Your goal
Reproduce the entries. Each one must match the original exactly.

Extracted records
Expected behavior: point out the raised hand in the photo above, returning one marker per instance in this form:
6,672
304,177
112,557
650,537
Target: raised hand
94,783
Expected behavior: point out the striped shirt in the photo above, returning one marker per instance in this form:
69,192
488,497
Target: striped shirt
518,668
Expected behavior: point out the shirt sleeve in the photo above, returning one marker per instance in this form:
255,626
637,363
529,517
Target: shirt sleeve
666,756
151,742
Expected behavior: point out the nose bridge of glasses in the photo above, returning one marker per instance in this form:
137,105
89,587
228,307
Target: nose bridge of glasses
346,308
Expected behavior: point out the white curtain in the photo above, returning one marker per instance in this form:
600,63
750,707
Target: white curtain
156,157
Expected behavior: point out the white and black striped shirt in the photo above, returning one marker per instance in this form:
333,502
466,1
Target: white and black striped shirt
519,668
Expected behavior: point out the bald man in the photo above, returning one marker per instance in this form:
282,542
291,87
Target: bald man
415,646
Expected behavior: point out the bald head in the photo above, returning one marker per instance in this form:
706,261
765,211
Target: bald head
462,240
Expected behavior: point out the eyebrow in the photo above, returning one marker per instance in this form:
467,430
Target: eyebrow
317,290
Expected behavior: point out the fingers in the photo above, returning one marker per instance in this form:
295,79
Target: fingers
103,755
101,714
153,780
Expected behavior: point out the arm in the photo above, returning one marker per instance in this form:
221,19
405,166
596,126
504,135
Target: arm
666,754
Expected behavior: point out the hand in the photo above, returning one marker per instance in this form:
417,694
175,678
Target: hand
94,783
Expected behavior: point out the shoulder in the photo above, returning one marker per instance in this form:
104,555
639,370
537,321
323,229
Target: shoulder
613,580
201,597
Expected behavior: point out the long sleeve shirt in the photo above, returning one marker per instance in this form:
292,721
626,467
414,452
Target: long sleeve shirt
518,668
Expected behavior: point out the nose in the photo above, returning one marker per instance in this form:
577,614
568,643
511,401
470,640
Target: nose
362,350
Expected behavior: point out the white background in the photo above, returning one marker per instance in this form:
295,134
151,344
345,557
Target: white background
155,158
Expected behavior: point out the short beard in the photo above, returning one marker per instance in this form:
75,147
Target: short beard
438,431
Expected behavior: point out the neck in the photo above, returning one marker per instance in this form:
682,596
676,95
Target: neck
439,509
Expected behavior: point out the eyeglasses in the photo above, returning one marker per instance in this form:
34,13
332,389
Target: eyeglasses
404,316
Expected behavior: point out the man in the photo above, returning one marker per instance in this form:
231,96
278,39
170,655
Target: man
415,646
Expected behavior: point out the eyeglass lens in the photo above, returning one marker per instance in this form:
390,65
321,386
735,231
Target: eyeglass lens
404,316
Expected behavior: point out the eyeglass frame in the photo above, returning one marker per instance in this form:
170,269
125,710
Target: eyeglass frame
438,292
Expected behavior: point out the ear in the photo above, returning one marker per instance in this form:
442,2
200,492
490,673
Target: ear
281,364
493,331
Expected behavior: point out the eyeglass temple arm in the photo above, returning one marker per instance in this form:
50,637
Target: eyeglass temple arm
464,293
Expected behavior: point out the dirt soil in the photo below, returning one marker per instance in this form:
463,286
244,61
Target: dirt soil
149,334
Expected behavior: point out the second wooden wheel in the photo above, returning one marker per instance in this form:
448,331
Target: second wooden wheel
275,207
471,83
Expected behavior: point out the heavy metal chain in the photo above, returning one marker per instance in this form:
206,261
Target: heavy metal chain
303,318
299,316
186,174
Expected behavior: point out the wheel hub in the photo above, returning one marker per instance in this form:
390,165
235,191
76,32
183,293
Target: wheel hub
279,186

Response area
Expected behavior: point out the raised hand in the photo above, returning one marker per instance in this form:
6,672
304,177
112,557
650,537
Target: raised hand
94,783
Expected behavior: point out the striped shirt in the photo above, returning one marker per instance in this form:
69,192
488,497
Target: striped shirt
518,668
Expected behavior: point out the shirt sleeve in the photo above, returning one marker per instance in this form:
255,626
637,363
529,517
Target: shirt sleeve
666,756
151,742
Expected behavior: point out the nose bridge of glasses in the photo above, returning one marker per instance in this form:
137,105
89,587
228,307
Target: nose bridge of glasses
346,308
Expected behavior: point out the white curtain in the photo above, returning one marker per instance in this form:
600,63
750,707
Target: white curtain
156,157
Expected behavior: point out the white and black striped shirt in the photo above, returning one marker per instance in this form:
333,502
466,1
Target: white and black striped shirt
519,668
Expected behavior: point out the bald man in the photo above, returning one marker per instance in this form:
282,542
291,87
Target: bald man
415,646
Expected behavior: point out the bald head in the photo above, returning one marker per instance in this form:
706,261
765,211
Target: bald head
462,240
Expected behavior: point out the eyebrow in the photo above, returning one marker per instance in this form:
467,430
Target: eyebrow
317,290
Expected behavior: point out the fingers in the photo above, returning one marker per instance in this form:
295,79
Target: fingers
103,755
101,714
153,780
Expected behavior: point out the arm in the photo above, returning one marker per instance in this form:
221,19
405,166
596,126
504,135
Target: arm
666,754
Expected behavior: point out the hand in the photo above, returning one marker per instance in this form:
417,694
175,678
Target: hand
94,783
Expected behavior: point out the shoulder in the photo above, returning one marker per instance in this form:
104,555
639,370
537,321
323,229
Target: shoulder
613,580
201,597
Expected behavior: point out the long sleeve shirt in the photo above, returning one marker per instance in this form:
292,721
626,467
414,452
Target: long sleeve shirt
518,668
Expected behavior: point out the nose in the photo above, returning one marker per instance in this form:
577,614
568,643
511,401
470,640
Target: nose
362,350
Expected behavior: point out the white background in the photo above, returning one marker per instance in this form:
295,134
151,344
345,557
Target: white background
155,158
Expected behavior: point out the short beard in the photo above, returning one marker per instance in this form:
75,147
Target: short beard
438,431
Expected behavior: point out the neck in the photo above, returning one marker per instance in this form:
682,596
676,95
Target: neck
439,509
Expected behavior: point out the eyeglasses in the photo above, returning one marker per instance in this form:
34,13
332,389
Target: eyeglasses
404,316
Expected behavior: point out the man in the photo above, returning one marker per instance in this form:
231,96
278,39
170,655
Target: man
415,646
Expected behavior: point out the eyeglass lens in the photo above, returning one marker per instance in this form:
390,65
321,386
735,231
Target: eyeglass lens
404,316
Expected behavior: point out the eyeglass frame in the photo above, returning one marker per instance in this form:
170,269
125,710
Target: eyeglass frame
438,292
Expected behavior: point out the ear in the photo above, returning one marker per instance in this form:
442,2
200,492
490,673
Target: ear
281,364
493,331
Expected behavior: point out the eyeglass temple arm in the photo above, returning one marker per instance in this form:
50,637
Target: eyeglass temple arm
464,293
Expected behavior: point out the dirt soil in the photo below, returning one marker per instance in this form:
463,286
244,61
Target: dirt soil
149,334
Expected behavior: point out the second wooden wheel in the photo above, returning one marker per instance in this form:
448,331
Target: second wooden wheel
275,207
471,83
Expected behavior: point out the heavy metal chain in the photo above, returning one marker per instance in this form:
206,261
Target: heavy metal chain
303,318
299,316
186,174
Expected behavior: point out the wheel hub in the photo above, returning one marker per instance in this form:
390,165
235,191
76,32
183,293
Target: wheel hub
279,186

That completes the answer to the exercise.